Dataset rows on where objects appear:
━━━━━━
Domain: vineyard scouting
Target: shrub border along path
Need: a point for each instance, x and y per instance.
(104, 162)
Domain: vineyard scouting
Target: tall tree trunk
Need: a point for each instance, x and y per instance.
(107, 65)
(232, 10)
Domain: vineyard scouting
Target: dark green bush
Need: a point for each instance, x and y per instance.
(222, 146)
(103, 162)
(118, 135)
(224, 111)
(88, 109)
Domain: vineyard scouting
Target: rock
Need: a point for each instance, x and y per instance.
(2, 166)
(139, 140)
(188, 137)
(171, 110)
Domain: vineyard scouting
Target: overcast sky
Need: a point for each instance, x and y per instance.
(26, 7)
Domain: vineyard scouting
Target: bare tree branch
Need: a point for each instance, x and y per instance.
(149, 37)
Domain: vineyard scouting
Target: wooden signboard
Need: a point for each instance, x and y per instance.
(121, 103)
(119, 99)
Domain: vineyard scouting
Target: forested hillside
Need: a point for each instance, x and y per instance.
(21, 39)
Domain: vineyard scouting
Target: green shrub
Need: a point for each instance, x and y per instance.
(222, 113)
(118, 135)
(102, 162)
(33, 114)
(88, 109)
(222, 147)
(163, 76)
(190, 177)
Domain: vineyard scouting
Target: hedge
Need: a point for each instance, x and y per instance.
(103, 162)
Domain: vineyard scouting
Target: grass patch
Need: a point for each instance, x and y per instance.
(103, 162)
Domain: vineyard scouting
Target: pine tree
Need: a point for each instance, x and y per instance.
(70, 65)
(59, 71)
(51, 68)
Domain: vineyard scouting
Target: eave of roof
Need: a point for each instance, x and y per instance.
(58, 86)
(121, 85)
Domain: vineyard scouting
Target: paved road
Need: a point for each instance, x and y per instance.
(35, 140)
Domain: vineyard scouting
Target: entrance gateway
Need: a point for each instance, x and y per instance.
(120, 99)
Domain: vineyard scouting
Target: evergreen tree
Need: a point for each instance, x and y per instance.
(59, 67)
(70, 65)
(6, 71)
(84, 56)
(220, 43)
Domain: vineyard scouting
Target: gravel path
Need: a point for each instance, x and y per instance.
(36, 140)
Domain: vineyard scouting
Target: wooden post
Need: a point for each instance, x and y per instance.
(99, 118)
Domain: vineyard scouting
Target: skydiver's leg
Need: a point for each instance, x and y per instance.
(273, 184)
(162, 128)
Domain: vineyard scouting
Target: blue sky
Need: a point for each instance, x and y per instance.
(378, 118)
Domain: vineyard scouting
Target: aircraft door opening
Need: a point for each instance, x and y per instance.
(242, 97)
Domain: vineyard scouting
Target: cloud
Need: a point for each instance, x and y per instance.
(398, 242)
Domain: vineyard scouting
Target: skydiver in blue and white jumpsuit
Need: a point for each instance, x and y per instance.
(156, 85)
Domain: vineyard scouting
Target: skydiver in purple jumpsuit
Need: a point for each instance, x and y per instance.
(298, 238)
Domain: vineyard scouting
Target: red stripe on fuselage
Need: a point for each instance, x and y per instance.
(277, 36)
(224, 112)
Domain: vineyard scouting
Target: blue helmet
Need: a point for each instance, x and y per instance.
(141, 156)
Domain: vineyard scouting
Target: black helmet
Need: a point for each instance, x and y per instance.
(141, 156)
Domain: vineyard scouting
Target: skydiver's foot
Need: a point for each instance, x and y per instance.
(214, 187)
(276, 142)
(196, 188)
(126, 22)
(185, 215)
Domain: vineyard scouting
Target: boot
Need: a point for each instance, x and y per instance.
━━━━━━
REQUEST:
Reproduce all the records precisely.

ANSWER FOR THIS EXERCISE:
Domain: vineyard scouting
Target: shrub border along path
Need: a point for each instance, x and y per instance.
(104, 162)
Domain: vineyard scouting
Target: tall tree trunk
Need: a point for each instance, x and y per instance.
(107, 65)
(232, 10)
Domain: vineyard scouting
Target: dark green bush
Need: a point for each instance, x and y per instance.
(222, 146)
(103, 162)
(118, 135)
(224, 111)
(88, 109)
Domain: vineyard scouting
Target: rock
Need: a point for each instance, x and y per instance.
(2, 166)
(139, 140)
(188, 137)
(171, 110)
Domain: vineyard scouting
Target: overcast sky
Need: a point for each instance, x and y per instance.
(26, 7)
Domain: vineyard scouting
Target: bare tree branch
Need: a point for each instance, x and y per instance.
(149, 37)
Domain: vineyard scouting
Target: wooden signboard
Need: a point for each instance, x and y per instance.
(121, 103)
(119, 99)
Domain: vineyard scouting
Target: forested hillside
Need: a point for each instance, x and y per instance.
(21, 39)
Domain: vineyard scouting
Target: green shrub
Need: a point for each instance, x and y per instance.
(222, 113)
(118, 135)
(102, 162)
(33, 114)
(88, 109)
(222, 147)
(163, 76)
(190, 177)
Domain: vineyard scouting
Target: hedge
Need: a point for each instance, x and y per instance.
(103, 162)
Domain: vineyard scouting
Target: grass patch
Need: a point for each instance, x and y per instance.
(103, 162)
Domain: vineyard scouting
Target: pine tree
Need: a point for each instance, x and y per instance.
(70, 65)
(59, 71)
(51, 68)
Domain: vineyard scouting
Target: eave of roof
Need: a point for each instance, x and y per instance.
(58, 86)
(121, 85)
Domain: vineyard scouting
Target: paved road
Need: a point for each instance, x and y per instance.
(35, 140)
Domain: vineyard scouting
Target: entrance gateway
Need: a point for each instance, x and y per instance.
(120, 99)
Domain: vineyard scouting
Target: evergreen tree
Need: a point for each instance, x and y per instance.
(59, 67)
(70, 65)
(6, 71)
(84, 56)
(220, 43)
Domain: vineyard scouting
Target: gravel path
Need: a point for each instance, x and y per instance.
(36, 140)
Domain: vineyard scouting
Target: wooden post
Need: a point for each instance, x and y per instance.
(99, 118)
Domain: vineyard scouting
Target: skydiver's leg
Need: a point for each instance, x and y per instance.
(273, 184)
(162, 128)
Domain: vineyard scouting
Target: blue sky
Need: a point for each instance, x and y per instance.
(378, 118)
Domain: vineyard scouting
Target: aircraft door opening
Need: a point for each instance, x and y per instance.
(242, 97)
Domain: vineyard scouting
Target: cloud
Need: a point for each instance, x and y per instance.
(398, 242)
Domain: vineyard scouting
Target: skydiver in blue and white jumpsuit
Need: a point for each instance, x and y per instance.
(156, 85)
Domain: vineyard scouting
Target: skydiver in purple jumpsuit
Need: a point for each instance, x and y per instance.
(298, 238)
Domain: vineyard scouting
Target: red stripe on fuselage
Need: a point for each instance, x and y per instance.
(277, 36)
(224, 112)
Domain: vineyard scouting
Target: blue helmet
Need: a point for each instance, x and y per instance.
(141, 156)
Domain: vineyard scouting
Target: black helmet
Need: a point for each instance, x and y per instance.
(141, 156)
Domain: vineyard scouting
Target: skydiver's foot
Need: a point for each instance, x and y per instance.
(214, 187)
(276, 142)
(196, 188)
(126, 22)
(185, 215)
Domain: vineyard scouting
Target: boot
Need: a point for each instance, x and y per instance.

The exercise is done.